__Instruction__: Swap "one dot per instance" for "one point per instance" wherever it occurs in the entries below, changing nothing else, and leave the pictures out of your copy.

## BEGIN

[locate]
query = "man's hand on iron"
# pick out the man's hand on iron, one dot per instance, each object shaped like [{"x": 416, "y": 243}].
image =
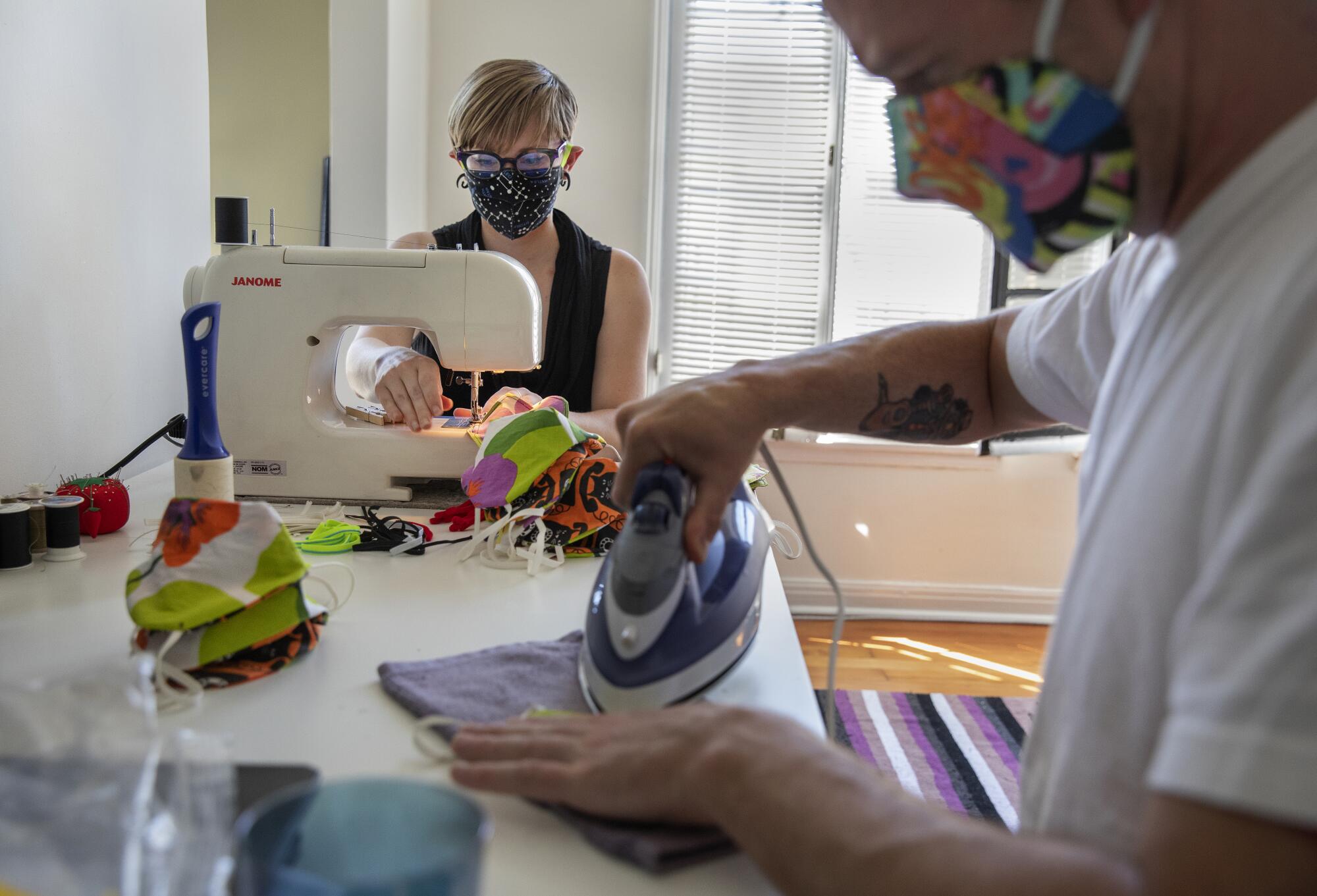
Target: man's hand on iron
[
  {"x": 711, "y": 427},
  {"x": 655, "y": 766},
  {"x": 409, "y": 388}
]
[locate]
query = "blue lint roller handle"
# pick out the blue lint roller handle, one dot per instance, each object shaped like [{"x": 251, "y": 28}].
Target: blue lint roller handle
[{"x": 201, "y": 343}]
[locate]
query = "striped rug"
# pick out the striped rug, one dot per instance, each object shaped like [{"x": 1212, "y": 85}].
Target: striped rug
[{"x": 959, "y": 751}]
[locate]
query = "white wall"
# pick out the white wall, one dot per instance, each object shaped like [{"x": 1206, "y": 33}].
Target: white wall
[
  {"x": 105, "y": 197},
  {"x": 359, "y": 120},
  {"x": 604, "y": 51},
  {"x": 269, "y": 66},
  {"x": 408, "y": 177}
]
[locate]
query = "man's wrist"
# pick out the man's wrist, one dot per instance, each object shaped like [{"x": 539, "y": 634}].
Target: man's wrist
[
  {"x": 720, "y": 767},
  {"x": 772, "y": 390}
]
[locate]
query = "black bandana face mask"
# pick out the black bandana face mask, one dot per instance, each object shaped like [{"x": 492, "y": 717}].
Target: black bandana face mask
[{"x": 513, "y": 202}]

## END

__Output of the task__:
[locate]
query = "man's hand on iron"
# pick out the man's hand on iron, one point per instance, each object shaped like [{"x": 416, "y": 243}].
image =
Target: man's hand on iron
[
  {"x": 711, "y": 427},
  {"x": 655, "y": 766},
  {"x": 409, "y": 388}
]
[locate]
query = "blue lint roller handle"
# pick out the blue lint roller handle, one point per instance, each object shaped like [{"x": 251, "y": 28}].
Target: blue lint roller handle
[{"x": 201, "y": 343}]
[locate]
query = "striped rug"
# pick out the striped rug, one point per instance, each object shaped like [{"x": 1212, "y": 85}].
Target: striped rug
[{"x": 959, "y": 751}]
[locate]
query = "white wall"
# pick out the white wall, one point per instance, each object shaped like [{"x": 1206, "y": 33}].
Target: white wall
[
  {"x": 105, "y": 197},
  {"x": 359, "y": 120},
  {"x": 604, "y": 51},
  {"x": 269, "y": 66},
  {"x": 408, "y": 177}
]
[locate]
query = "man's wrist"
# pick out the man's wrist, one point per instance, each object shaped like [{"x": 539, "y": 634}].
Target: man's wrist
[
  {"x": 720, "y": 767},
  {"x": 772, "y": 390}
]
[locate]
query = "black bandana face mask"
# pick out the black bandana face mask, one point per instance, each object shaped like [{"x": 492, "y": 717}].
Target: black bandana face mask
[{"x": 513, "y": 202}]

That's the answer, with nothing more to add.